Problem to solve —
Print every entry word for word, but omit the pictures.

··· Dataset records

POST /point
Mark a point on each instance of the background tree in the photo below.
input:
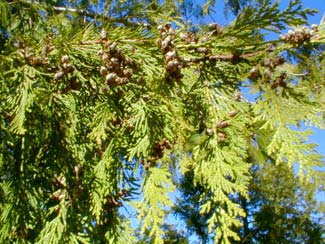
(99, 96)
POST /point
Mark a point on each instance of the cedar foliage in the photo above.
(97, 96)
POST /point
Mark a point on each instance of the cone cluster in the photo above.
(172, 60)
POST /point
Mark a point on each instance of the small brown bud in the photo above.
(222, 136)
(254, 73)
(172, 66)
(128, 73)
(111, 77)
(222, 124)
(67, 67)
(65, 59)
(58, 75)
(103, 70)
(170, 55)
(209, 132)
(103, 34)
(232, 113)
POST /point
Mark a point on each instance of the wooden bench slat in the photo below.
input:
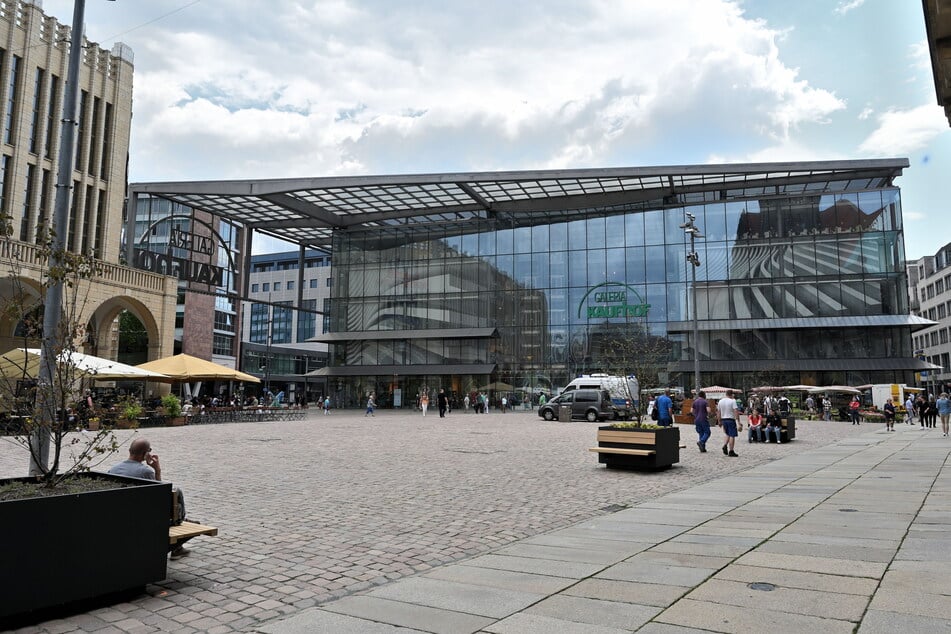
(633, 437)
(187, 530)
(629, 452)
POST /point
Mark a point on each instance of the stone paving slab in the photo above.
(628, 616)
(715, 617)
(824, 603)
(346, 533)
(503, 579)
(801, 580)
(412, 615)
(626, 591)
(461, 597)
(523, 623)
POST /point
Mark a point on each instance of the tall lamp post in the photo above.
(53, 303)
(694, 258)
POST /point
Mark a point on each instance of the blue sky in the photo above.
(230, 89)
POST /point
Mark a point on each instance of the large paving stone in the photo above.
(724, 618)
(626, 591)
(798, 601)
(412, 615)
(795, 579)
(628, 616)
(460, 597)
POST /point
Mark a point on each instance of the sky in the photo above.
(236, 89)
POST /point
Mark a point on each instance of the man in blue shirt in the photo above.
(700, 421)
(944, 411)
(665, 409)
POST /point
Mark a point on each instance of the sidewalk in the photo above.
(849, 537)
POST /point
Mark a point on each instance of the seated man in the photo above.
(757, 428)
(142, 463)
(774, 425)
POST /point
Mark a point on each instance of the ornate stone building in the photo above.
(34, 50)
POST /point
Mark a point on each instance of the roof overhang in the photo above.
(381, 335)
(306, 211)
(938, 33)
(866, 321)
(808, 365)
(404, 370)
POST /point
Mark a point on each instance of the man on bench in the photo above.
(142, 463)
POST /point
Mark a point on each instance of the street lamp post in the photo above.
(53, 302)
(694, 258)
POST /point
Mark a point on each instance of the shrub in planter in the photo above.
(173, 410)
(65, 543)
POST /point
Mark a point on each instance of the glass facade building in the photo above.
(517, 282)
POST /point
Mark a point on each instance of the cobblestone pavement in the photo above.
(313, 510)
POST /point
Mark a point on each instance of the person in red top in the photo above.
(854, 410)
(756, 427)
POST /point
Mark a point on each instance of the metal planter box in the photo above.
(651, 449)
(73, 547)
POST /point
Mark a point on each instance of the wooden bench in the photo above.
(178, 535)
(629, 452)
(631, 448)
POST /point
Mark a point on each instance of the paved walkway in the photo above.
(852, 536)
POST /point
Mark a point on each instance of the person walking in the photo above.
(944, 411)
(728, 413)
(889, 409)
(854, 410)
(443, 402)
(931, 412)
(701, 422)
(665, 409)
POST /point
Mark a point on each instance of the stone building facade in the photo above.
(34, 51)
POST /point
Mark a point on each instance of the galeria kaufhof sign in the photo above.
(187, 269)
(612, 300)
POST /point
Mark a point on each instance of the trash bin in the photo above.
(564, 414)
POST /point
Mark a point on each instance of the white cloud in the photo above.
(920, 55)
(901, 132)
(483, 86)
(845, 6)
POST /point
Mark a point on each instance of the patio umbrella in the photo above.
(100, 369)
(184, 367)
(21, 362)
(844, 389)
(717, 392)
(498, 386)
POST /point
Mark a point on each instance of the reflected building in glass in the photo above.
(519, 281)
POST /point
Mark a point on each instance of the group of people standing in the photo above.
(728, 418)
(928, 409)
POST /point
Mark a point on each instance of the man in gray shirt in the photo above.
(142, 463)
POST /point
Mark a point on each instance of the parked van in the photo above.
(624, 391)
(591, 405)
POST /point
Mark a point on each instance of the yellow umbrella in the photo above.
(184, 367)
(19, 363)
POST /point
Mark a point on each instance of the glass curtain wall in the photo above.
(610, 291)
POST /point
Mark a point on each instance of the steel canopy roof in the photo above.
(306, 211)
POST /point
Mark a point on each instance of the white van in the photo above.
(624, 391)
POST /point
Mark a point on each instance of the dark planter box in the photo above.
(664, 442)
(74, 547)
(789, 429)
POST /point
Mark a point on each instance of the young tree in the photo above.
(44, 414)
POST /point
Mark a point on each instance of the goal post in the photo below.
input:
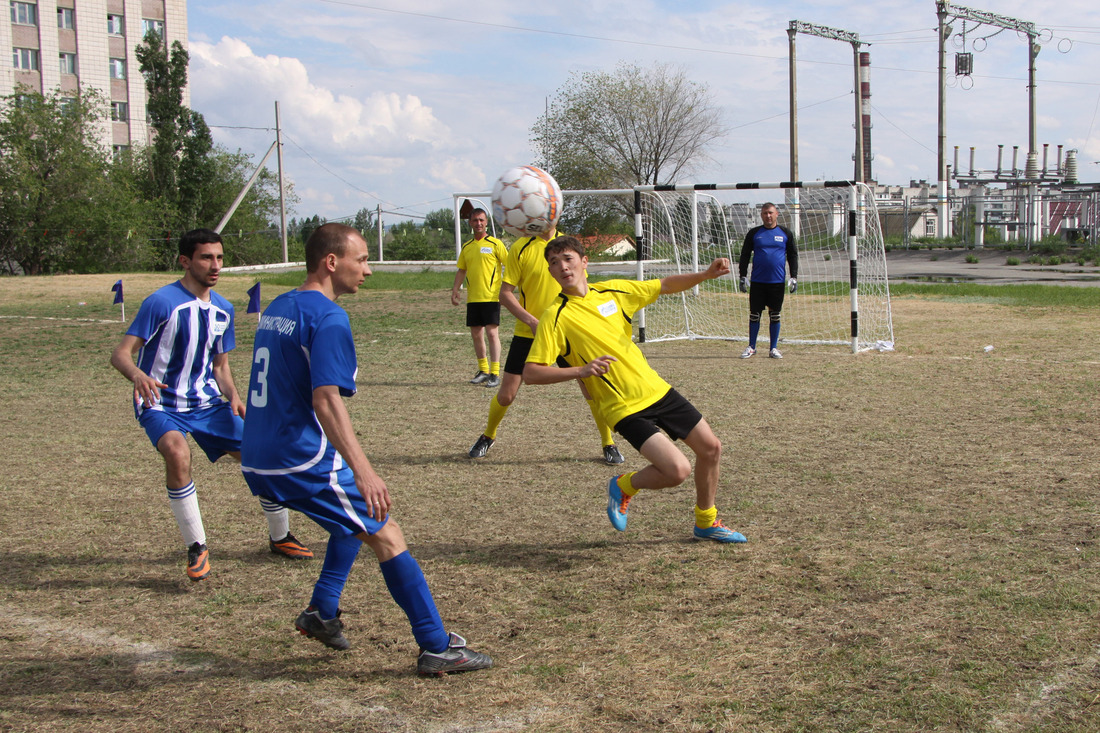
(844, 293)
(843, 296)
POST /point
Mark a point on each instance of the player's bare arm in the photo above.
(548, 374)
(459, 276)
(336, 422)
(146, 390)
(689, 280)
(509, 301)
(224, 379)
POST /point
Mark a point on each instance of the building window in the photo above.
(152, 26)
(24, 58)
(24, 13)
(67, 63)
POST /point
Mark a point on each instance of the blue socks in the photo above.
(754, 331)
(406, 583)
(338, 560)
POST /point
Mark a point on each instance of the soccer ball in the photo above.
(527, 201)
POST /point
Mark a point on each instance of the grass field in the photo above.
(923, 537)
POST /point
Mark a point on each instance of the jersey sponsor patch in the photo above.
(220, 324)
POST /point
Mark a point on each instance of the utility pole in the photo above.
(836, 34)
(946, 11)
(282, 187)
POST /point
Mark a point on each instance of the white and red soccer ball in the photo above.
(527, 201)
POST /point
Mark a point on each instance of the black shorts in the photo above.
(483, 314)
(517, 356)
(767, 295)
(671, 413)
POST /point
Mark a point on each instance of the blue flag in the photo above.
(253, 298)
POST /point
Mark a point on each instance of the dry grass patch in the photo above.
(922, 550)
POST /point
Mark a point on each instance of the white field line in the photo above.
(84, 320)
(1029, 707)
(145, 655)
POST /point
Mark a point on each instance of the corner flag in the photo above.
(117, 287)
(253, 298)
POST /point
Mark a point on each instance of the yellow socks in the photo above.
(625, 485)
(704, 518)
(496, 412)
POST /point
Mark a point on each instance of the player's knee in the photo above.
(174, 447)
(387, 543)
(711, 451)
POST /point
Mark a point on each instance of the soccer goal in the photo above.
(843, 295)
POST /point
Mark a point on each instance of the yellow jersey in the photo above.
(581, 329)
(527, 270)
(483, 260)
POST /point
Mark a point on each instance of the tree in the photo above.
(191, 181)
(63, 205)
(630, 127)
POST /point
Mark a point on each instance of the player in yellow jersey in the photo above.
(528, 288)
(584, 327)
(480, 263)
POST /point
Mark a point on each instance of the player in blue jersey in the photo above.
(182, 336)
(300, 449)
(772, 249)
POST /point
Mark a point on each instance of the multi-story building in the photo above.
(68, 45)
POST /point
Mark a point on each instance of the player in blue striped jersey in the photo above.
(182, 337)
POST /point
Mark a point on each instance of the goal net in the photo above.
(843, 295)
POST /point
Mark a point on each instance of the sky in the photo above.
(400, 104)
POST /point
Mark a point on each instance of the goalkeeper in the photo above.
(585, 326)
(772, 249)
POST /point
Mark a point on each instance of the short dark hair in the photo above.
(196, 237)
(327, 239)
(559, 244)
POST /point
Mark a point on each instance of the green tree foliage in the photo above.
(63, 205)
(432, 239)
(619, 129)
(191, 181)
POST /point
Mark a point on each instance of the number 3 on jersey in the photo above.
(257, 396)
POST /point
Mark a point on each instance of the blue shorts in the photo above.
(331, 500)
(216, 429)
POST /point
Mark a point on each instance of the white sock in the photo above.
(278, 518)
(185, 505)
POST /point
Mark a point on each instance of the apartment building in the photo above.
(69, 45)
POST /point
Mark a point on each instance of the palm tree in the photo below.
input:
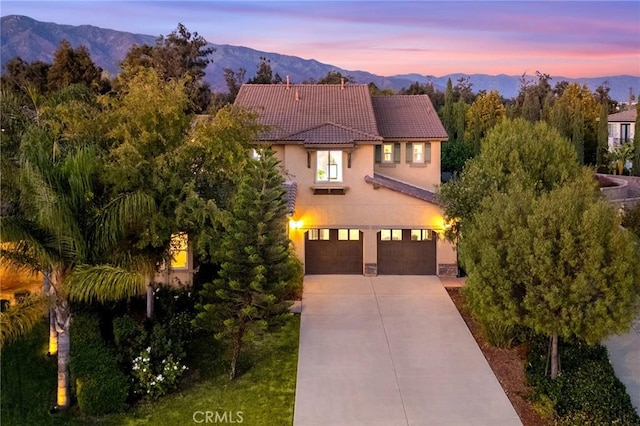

······

Solution to the exercise —
POST /point
Mark a point on each instance of the background tree in the photo below.
input:
(99, 96)
POST /point
Mark a point on each instance of the cedar foliage in the photo above.
(97, 96)
POST /point
Mark a point on each instance of the cone cluster in the photo above.
(172, 60)
POST /point
Mark a point on each instance of the small brown bud in the photo above.
(222, 136)
(254, 73)
(172, 66)
(128, 73)
(111, 77)
(222, 124)
(67, 67)
(65, 59)
(58, 75)
(103, 70)
(170, 55)
(209, 132)
(103, 34)
(232, 113)
POST /point
Mark a point on each instance of the wooden bench slat in the photo below.
input:
(633, 437)
(187, 530)
(629, 452)
POST /point
Mark a point on each instance of the stone paving slab in the photo above.
(628, 616)
(715, 617)
(824, 603)
(346, 533)
(503, 579)
(801, 580)
(412, 615)
(626, 591)
(461, 597)
(523, 623)
POST /point
Mark a point on each instance of the tall lamp post in the photo above.
(53, 303)
(694, 258)
POST /point
Mark a point on each instance of the blue sky in the photo above.
(230, 89)
POST /point
Mark a point on each instance of the large paving stone in the photo above.
(724, 618)
(626, 591)
(798, 601)
(412, 615)
(795, 579)
(628, 616)
(460, 597)
POST /point
Mark a point on each instance of the sky in the photo above.
(236, 89)
POST /point
Mark a point on each instance of the man in blue shirt in the photo above.
(700, 421)
(944, 411)
(665, 409)
POST /point
Mark a point on each instance of the sidewalk in the photo above.
(849, 537)
POST /point
Mark a point on each instance of the seated man in the photo above.
(757, 428)
(142, 463)
(774, 425)
POST /point
Mark a point on each instance of the ornate stone building in the photo above.
(34, 50)
POST /point
Mark a point on each instance of the roof overhang in the photo above.
(381, 335)
(306, 211)
(938, 33)
(866, 321)
(808, 365)
(404, 370)
POST /point
Mark a point on each instance of the man on bench in the photo above.
(142, 463)
POST /point
Mark a point on each instance of the street lamp post in the photo above.
(53, 302)
(694, 258)
POST /point
Mark a point on each instance of the shrub in planter in the photo above.
(173, 410)
(65, 543)
POST /point
Mark a point on each instance of the glass facade building in the photo above.
(517, 282)
POST /point
Mark a point on each instance of the cobblestone pavement in the photo above.
(313, 510)
POST /point
Mark a point on each instance of the person in red top in the photo above.
(854, 410)
(756, 427)
POST /point
Mark a point on each instance of the metal planter box in the photo above.
(651, 449)
(73, 547)
POST /point
Mark a point on each instance of the wooden bench in the photo above.
(178, 535)
(629, 452)
(631, 448)
POST /point
Mark a point on each instance of the paved walkway in the photo above.
(852, 536)
POST /point
Mark a point on each instance of the person walking in the photo above.
(944, 411)
(728, 413)
(889, 409)
(854, 410)
(443, 402)
(931, 412)
(701, 422)
(665, 409)
POST /point
Mark a point on each instance of the stone building facade in the photo above.
(34, 51)
POST /point
Mark a point on each instance of the galeria kaufhof sign in the photo above.
(187, 269)
(612, 300)
POST /point
Mark a point on each instance of the trash bin in the photo above.
(564, 414)
POST /point
Mark a point on each instance of the white cloud in the photo above.
(920, 55)
(901, 132)
(483, 86)
(845, 6)
POST /point
Mark a point on each instance of the patio umbrella in the photo above.
(100, 369)
(184, 367)
(21, 362)
(844, 389)
(717, 392)
(498, 386)
POST /point
Mark a point on each instance of the reflected building in glass in the photo above.
(519, 281)
POST /point
Mark a point on each instance of the group of people standing in the photo above.
(728, 418)
(928, 409)
POST /point
Mark a point on each instance of the man in gray shirt in the photo above.
(142, 463)
POST /point
Mark a point on each instance of the parked van in the photo above.
(624, 391)
(591, 405)
POST /point
Mark a point on each instance of the yellow umbrella in the photo above.
(184, 367)
(19, 363)
POST /point
Mark a point on each instance of the glass curtain wall in the photo above.
(610, 291)
POST /point
Mark a point on each instance of the steel canopy roof in the photo above.
(306, 211)
POST /point
Mark a point on each instance of the white van in the photo above.
(624, 391)
POST /point
Mark a point on each instance of the dark planter box in the photo above.
(664, 442)
(74, 547)
(789, 429)
POST /point
Mark a point on each instance of the young tree in the photo above.
(44, 414)
POST /point
Mark a point on each instance of the goal post in the photo below.
input:
(844, 293)
(843, 296)
POST /point
Mark a point on each instance of the player's bare arm in the photo above.
(548, 374)
(459, 276)
(336, 422)
(146, 390)
(689, 280)
(509, 301)
(224, 379)
POST /point
Mark a point on each instance of the building window in the photo above.
(152, 26)
(24, 58)
(24, 13)
(67, 63)
POST /point
Mark a point on each instance of the blue socks in the photo above.
(754, 331)
(406, 583)
(338, 560)
POST /point
Mark a point on each instance of the soccer ball in the photo above.
(527, 201)
POST /point
Mark a point on each instance of the grass field in the photo above.
(923, 537)
POST /point
Mark a point on each instance of the jersey sponsor patch in the photo above.
(220, 324)
POST /point
Mark a point on each instance of the utility pole in the photo above.
(836, 34)
(946, 11)
(282, 187)
POST /point
Mark a point on each instance of the white and red soccer ball in the photo above.
(527, 201)
POST /point
Mark a point on each instance of the black shorts in the photo above.
(483, 314)
(517, 356)
(767, 295)
(671, 413)
POST /point
Mark a point on each instance of the blue flag in the photo above.
(253, 298)
POST /point
Mark a point on each instance of the dry grass patch in the photo above.
(922, 550)
POST /point
Mark a point on each instance of the white field line in the photo above.
(84, 320)
(1029, 707)
(145, 655)
POST /point
Mark a point on each instance of the corner flag in the photo above.
(117, 287)
(253, 298)
POST /point
Mark a point on each instance of the yellow socks in the photo above.
(625, 485)
(704, 518)
(496, 412)
POST /point
Mark a point on each instance of the player's knee in the photo above.
(174, 447)
(387, 543)
(711, 451)
POST /point
Mark a point on each instance of the soccer goal in the photo above.
(843, 295)
POST /point
Mark a point on each instance of the yellow jersey in the photo above.
(581, 329)
(527, 270)
(483, 260)
POST /point
Mark a point on each instance of the tree in the photo above.
(191, 181)
(63, 205)
(630, 127)
POST /point
Mark a point on each instance of the player in yellow jersey in the photo above.
(528, 288)
(584, 327)
(480, 263)
POST /point
Mark a point on each instance of the player in blue jersey in the photo above.
(182, 336)
(300, 449)
(772, 249)
POST /point
Mark a point on each instance of the multi-story building in the photo above.
(68, 45)
POST /point
Mark a point on each instance of the player in blue striped jersey in the photo above.
(182, 337)
POST /point
Mark a point on each instance of the goal net in the photo above.
(843, 295)
POST /point
Mark a point on each instance of the sky in the photo above.
(400, 104)
POST /point
Mark a point on each instance of the goalkeeper in the photo above.
(585, 326)
(772, 249)
POST /point
Mark a point on each instance of the short dark hair in the photo above.
(196, 237)
(327, 239)
(559, 244)
POST /point
Mark a point on each instance of the green tree foliage in the photo above.
(63, 205)
(432, 239)
(619, 129)
(191, 181)
POST /point
Mark a point on each instance of the number 3 on jersey in the photo above.
(257, 396)
POST /point
Mark a point on each instance of the blue shorts in the photo above.
(331, 500)
(216, 429)
POST /point
Mark a point on each instance of the white sock in the photo above.
(278, 518)
(185, 505)
POST /point
Mark a point on each instance of the apartment building in the photo above.
(69, 45)
POST /point
Mark a point on each instance of the palm tree in the photo below.
input:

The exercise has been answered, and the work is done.